───── Input data

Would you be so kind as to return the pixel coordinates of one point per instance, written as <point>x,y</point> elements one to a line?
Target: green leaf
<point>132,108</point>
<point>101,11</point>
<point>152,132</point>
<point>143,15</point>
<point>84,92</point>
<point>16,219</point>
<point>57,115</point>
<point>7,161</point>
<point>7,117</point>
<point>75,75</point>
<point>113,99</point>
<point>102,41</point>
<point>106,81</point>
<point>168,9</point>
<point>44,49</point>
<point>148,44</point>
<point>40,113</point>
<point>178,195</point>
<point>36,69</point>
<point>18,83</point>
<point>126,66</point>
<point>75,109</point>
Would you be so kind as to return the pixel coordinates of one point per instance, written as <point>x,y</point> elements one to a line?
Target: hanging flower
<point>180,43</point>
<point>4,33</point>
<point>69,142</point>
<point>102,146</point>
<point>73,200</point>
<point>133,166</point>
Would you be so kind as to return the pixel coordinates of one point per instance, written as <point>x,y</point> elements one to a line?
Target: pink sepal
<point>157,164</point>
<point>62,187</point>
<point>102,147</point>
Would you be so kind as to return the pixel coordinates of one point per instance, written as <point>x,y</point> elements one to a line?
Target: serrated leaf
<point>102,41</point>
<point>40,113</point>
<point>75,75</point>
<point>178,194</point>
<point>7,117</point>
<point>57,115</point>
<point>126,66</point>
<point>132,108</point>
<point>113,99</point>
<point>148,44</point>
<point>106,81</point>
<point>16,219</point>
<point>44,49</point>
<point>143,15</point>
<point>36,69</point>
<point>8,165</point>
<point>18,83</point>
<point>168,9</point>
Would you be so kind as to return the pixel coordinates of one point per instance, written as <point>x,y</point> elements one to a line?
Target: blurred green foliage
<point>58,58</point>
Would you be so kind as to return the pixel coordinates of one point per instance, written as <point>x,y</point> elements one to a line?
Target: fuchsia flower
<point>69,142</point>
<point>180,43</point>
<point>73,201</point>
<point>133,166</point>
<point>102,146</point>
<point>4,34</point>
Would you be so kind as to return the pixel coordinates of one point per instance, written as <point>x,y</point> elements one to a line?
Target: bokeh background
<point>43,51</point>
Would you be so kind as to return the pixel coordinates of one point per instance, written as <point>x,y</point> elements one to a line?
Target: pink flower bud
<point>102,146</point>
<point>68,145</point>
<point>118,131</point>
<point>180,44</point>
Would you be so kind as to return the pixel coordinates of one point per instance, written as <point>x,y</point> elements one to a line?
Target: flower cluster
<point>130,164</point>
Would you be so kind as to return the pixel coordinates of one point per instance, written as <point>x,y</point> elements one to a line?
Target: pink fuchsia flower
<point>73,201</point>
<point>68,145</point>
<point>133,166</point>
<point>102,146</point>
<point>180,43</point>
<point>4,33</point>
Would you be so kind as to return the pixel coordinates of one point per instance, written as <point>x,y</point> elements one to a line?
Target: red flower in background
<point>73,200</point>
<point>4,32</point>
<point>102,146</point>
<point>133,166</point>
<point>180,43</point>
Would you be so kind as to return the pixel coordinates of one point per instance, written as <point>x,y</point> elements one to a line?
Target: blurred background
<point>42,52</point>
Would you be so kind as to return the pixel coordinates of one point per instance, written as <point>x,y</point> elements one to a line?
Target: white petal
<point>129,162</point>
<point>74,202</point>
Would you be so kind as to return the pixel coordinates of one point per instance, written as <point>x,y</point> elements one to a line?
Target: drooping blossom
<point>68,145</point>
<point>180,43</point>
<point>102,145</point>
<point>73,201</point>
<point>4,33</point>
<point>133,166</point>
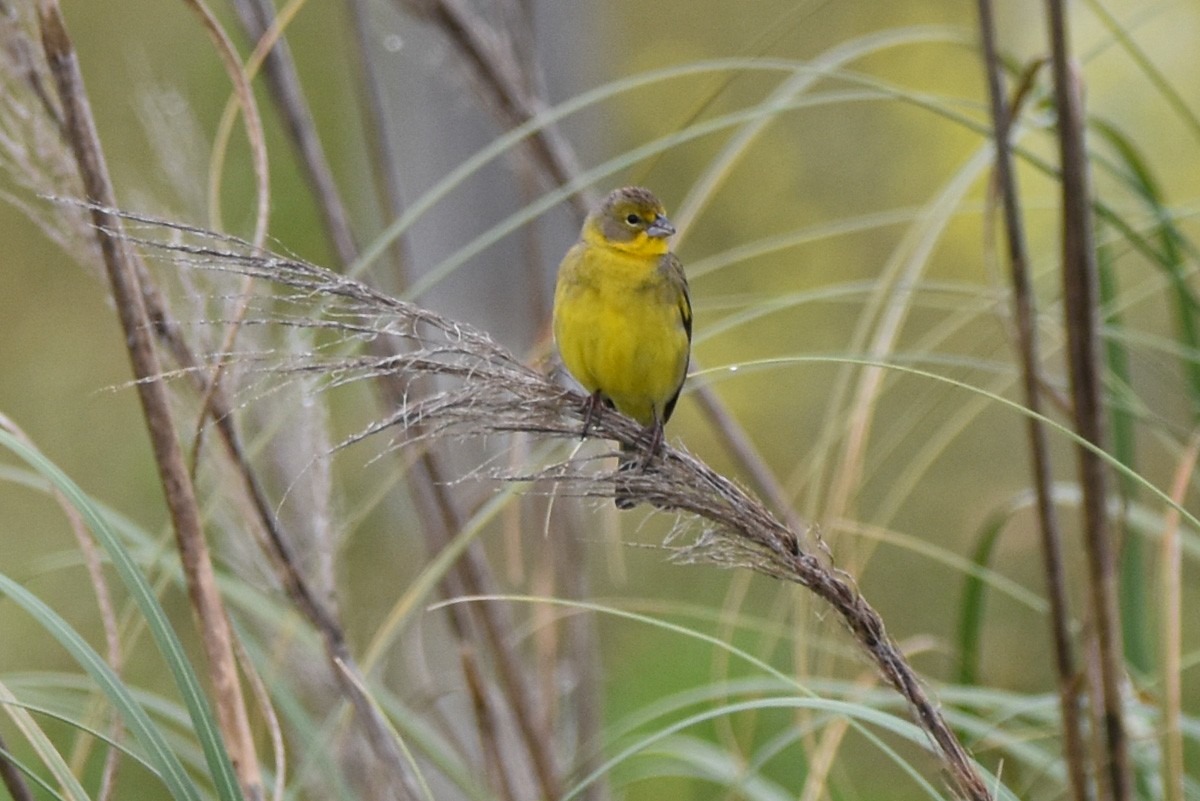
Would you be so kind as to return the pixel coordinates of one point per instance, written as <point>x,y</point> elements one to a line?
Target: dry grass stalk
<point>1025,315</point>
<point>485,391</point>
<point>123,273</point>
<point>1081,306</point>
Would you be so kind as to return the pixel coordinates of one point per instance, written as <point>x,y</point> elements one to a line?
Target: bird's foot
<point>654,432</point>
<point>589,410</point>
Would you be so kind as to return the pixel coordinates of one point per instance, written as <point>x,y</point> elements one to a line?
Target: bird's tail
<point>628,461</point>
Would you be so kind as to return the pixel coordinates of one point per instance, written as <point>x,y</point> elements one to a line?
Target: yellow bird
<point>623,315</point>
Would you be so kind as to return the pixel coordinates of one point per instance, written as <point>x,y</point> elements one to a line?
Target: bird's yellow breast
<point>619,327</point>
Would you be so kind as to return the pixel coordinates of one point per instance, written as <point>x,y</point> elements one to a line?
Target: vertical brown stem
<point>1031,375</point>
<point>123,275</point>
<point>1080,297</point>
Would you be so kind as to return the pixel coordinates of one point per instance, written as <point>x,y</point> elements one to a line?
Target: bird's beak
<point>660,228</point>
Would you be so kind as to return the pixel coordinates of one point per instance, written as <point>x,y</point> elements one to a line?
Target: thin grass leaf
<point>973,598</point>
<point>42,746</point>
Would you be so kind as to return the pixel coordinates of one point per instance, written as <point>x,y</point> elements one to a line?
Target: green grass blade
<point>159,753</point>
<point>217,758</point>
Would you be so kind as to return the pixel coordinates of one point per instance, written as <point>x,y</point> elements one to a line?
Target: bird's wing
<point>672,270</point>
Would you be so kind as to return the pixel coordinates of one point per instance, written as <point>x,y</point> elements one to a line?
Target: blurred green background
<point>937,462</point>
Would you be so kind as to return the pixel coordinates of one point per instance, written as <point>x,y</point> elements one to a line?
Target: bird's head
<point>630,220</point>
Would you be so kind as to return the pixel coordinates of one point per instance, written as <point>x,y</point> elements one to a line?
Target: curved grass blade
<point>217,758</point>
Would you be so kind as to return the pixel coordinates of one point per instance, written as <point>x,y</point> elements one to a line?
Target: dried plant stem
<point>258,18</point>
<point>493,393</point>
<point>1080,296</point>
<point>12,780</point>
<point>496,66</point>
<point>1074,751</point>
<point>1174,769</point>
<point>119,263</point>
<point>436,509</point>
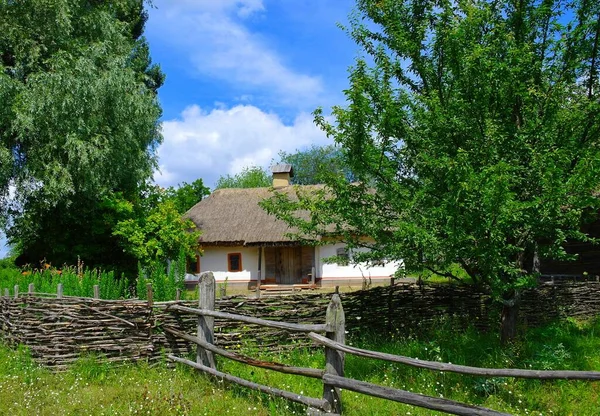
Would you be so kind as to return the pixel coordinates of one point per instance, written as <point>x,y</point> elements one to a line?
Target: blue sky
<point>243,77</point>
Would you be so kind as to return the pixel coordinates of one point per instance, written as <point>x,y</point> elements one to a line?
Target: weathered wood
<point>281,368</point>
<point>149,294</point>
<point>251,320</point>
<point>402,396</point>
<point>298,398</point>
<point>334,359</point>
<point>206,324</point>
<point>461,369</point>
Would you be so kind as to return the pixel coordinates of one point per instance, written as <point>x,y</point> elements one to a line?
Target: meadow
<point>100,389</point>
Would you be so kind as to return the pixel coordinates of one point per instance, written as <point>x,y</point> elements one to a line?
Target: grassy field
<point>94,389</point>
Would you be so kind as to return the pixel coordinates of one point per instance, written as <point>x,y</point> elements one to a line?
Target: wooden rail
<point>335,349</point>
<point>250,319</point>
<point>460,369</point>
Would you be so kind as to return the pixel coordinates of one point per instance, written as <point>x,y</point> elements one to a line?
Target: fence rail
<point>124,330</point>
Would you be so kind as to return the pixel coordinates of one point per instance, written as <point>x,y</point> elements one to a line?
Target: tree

──────────

_What you should do:_ Pick out every line in the items above that contains the word "flower", and copy each one.

_Final result:_
Target: hanging flower
Target: fuchsia flower
Target: pink flower bud
Target: flower cluster
Target: pink fuchsia flower
Target: red flower in background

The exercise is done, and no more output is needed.